▶ The task
Scan the material for "visible". Copy every line it appears in.

▶ Data for this task

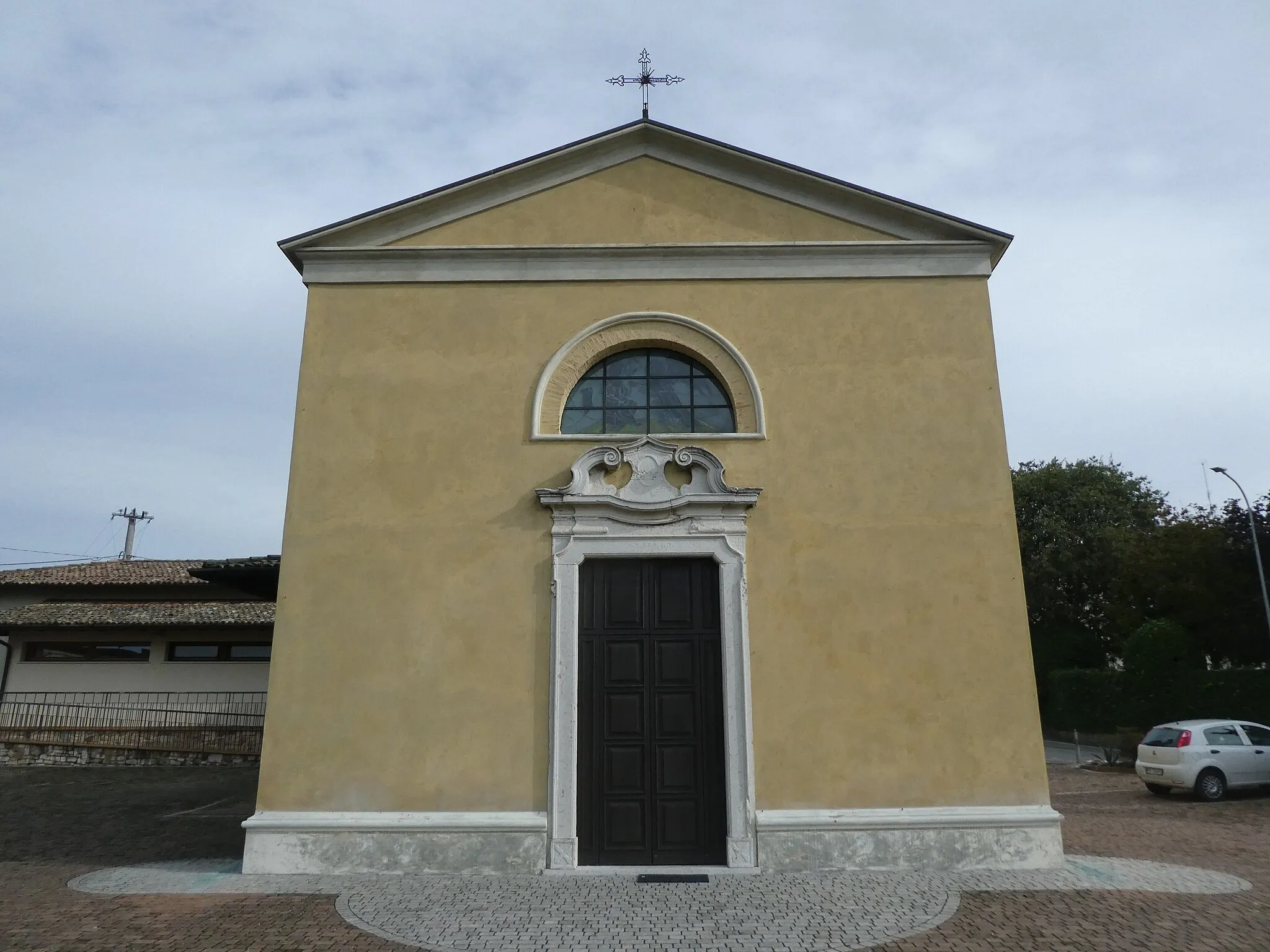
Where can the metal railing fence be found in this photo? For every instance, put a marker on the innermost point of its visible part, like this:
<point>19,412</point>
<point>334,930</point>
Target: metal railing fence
<point>186,721</point>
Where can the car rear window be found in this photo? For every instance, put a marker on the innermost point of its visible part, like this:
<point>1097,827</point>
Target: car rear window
<point>1162,738</point>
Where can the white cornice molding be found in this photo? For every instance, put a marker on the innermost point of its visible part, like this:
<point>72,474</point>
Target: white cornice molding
<point>910,818</point>
<point>367,822</point>
<point>718,161</point>
<point>745,260</point>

▶ Output
Where can the metal railing fence be found in this photo? For every instance, put a marker on the innermost point of its visible part, like this:
Where can the car rear window be found in this photo? For every instance, put a marker on the innermost point of its visible part, like this:
Where can the white cornice molding be found in this photo? For every instance, put a marker on the innermost point of its visible part, like this:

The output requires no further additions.